● **ASSIGNED TASK**
Give back the records in their entirety, exactly.

● **DATASET EXTRACT**

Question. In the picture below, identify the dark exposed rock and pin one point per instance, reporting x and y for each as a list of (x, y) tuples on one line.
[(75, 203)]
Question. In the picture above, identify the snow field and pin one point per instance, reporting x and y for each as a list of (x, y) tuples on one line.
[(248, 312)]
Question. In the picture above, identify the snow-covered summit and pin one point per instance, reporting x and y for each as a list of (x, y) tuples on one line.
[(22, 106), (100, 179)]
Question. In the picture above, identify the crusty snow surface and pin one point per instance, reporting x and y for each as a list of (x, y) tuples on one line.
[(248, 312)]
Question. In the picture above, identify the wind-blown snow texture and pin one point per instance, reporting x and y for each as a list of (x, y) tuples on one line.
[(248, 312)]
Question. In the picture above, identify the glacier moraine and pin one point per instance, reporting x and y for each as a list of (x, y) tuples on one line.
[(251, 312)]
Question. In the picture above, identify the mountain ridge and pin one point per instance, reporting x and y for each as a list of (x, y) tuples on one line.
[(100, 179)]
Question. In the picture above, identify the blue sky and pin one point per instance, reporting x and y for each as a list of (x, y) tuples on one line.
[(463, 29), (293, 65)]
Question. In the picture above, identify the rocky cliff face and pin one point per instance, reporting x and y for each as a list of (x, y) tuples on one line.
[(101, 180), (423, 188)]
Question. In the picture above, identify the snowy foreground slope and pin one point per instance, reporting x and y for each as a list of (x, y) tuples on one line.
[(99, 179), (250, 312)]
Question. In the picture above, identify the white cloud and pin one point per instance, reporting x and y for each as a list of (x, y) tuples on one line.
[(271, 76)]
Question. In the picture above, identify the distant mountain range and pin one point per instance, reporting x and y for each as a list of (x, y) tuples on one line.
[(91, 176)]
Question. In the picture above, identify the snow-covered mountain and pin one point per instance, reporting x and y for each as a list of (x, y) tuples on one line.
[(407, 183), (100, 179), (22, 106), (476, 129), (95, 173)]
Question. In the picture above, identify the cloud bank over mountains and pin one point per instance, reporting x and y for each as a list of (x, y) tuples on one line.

● **OUTPUT FOR THIS EXERCISE**
Question. In the picture below, identify the dark exposed rock and pin one point per instance, reporting x and y for each as a list of (x, y) tuples on one line.
[(75, 203)]
Question. In the picture above, identify the snow field and pin one point per instance, reporting x and y for each as a list of (x, y) tuples on one line.
[(248, 312)]
Question. In the picture above, identify the snow-covered summit and pin one point per instance, reporting x and y for each as a list of (x, y) tuples on one line.
[(22, 106), (100, 179)]
Question. In the picture above, identify the crusty snow surface and pin one point per instance, reporting x and y for each as a list of (x, y) tuples on one line.
[(248, 312)]
Question. In the picture above, identify the wind-blown snow texture and pin one point per instance, reporting x and y for each as a list of (x, y) tuples on one line.
[(248, 312)]
Question. In the picture above, identify the glacier moraine and pin one point per instance, reporting x and y for each as a list of (x, y) tuples on one line.
[(251, 312)]
Question. In the picture above, identify the mountain ridge and pin one point per instance, reporting x and y for each as a list of (x, y) tuples on one line.
[(100, 179)]
Question. In the picture above, identify the blue sky and pin one point per instance, reporting x and y for each as a list of (x, y) tuples on one line.
[(463, 29), (293, 65)]
Question. In the picture above, identify the rocky cliff face and pin one point per instance, reporting x and y for each as a list of (x, y) tuples on one line.
[(101, 180), (423, 188)]
Question. In the picture above, identify the snowy foreground slope and pin one point per instance, reporting x and y for each as a list of (x, y) tuples on one line.
[(99, 179), (250, 312)]
Question. In the picture above, identify the white cloud and pin one point per instance, reporting x and y for each as a list of (x, y) tuples on one line.
[(271, 76)]
Question. In the picture above, identify the distant mountain range and pin one point per instance, reporting x and y for each as a list of (x, y) tuples on one line.
[(91, 176)]
Question. In the picture above, identify the snow-covered mountain and pin one point per instance, reporting x and y for each as a list of (x, y) tuples on one line.
[(407, 183), (100, 179), (22, 106), (476, 129), (95, 173)]
Question. In the picture above, identify the cloud bank over mountains and pin one point per instance, reporting x and y for each as a list of (x, y) tuples on one line.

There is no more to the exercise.